[EXERCISE DESCRIPTION]: Reproduce every entry exactly as shown.

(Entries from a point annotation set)
_ _ _ _ _ _ _
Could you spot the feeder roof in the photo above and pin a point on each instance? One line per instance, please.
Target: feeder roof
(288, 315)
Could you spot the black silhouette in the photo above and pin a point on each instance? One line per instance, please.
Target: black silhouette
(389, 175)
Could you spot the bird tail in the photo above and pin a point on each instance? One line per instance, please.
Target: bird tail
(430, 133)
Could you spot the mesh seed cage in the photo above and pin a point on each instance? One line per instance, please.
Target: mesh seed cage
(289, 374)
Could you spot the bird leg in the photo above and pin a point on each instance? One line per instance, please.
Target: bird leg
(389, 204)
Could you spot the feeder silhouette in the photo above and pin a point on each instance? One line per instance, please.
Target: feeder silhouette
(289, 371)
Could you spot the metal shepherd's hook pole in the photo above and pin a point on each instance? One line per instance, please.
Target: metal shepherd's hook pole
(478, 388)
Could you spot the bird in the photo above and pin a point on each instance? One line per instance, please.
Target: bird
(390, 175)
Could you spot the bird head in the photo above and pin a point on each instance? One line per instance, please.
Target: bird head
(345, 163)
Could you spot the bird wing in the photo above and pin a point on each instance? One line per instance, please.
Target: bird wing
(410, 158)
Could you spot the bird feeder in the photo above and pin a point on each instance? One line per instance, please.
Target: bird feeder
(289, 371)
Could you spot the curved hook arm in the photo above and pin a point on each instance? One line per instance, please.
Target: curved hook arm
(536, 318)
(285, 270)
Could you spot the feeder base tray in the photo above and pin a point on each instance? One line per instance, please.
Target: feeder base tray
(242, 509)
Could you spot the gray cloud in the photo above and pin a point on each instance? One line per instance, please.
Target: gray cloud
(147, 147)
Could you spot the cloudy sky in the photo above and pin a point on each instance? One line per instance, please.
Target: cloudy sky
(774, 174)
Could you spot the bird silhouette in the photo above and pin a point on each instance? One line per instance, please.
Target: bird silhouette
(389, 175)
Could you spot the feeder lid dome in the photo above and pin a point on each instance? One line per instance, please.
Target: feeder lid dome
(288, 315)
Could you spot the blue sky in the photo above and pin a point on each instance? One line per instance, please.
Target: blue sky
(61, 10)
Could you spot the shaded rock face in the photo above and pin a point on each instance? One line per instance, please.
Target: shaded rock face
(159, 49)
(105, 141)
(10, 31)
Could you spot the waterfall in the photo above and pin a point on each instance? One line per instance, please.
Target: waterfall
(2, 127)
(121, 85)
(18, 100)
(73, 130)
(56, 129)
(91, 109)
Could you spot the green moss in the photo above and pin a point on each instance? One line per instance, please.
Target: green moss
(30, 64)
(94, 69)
_ _ _ _ _ _ _
[TASK ANSWER]:
Could you spot the feeder roof in the photo above and pin a point on each instance? One line per instance, please.
Target: feeder roof
(288, 315)
Could you spot the black silhouette in the photo above and pin a point on each instance? One line per instance, please.
Target: black silhouette
(389, 175)
Could you spot the bird tail in the photo above and pin a point on each instance? One line per instance, please.
Target: bird tail
(430, 133)
Could you spot the mesh seed cage in the photo above and pin a point on each instance? One line per instance, please.
Target: mesh seed cage
(289, 374)
Could you spot the bird leg in the photo above and pin a point on each instance? One line per instance, please.
Target: bird leg
(389, 204)
Could you spot the feeder silhouette in the photo above and pin a point on each instance? One line per instance, please.
Target: feeder silhouette
(289, 371)
Could you spot the metal shepherd's hook pole in the photo above and pin a point on each instance? One line per instance, please.
Target: metal shepherd's hook pole
(478, 388)
Could you spot the bird in the photo above and pin a point on each instance? One line per instance, please.
Target: bird
(390, 175)
Could you spot the bird head in the photo above and pin a point on each instance? One line per instance, please.
Target: bird head
(345, 163)
Could you spot the bird wing in the photo above and pin a point on each instance? One line per instance, please.
Target: bird wing
(410, 158)
Could you spot the bird feeder in the photo above and pin a point on each instance? One line per instance, please.
Target: bird feeder
(289, 371)
Could you spot the curved hook arm in the photo above and pin a point on each instance? One line per instance, please.
Target: curved hook arm
(536, 318)
(285, 270)
Could you spot the feeder base tray in the photo above and pin a point on each instance? One line per instance, please.
Target: feeder base tray
(242, 509)
Could you spot the gray cloud in the photo above and pin a point on each instance? One line per instance, please.
Target: gray cloud
(147, 147)
Could you spot the cloudy sky in the photo above and pin a point on each instance? One line per instance, please.
Target: cloudy sky
(774, 174)
Could you spot the bird silhouette in the photo above and pin a point on each instance? One line per instance, please.
Target: bird silhouette
(389, 175)
Could you spot the feeder lid dome in the photo above and pin a point on each instance? One line per instance, please.
Target: feeder lid dome
(288, 315)
Could you spot the blue sky in the photo above and pin a point on each instance? One line per instance, please.
Target: blue sky
(61, 10)
Could you spot the shaded rock face in the photo above and pin a point on each instance? One line per instance, please.
Target: shaded rock face
(159, 49)
(105, 141)
(10, 31)
Could you spot the waterfall in the photo above and pin a point on each instance? One line per instance, please.
Target: waterfall
(2, 127)
(121, 85)
(18, 100)
(73, 130)
(56, 129)
(91, 109)
Could you spot the green moss in the photo above and pin a point on each instance? One line per instance, please.
Target: green moss
(30, 64)
(94, 69)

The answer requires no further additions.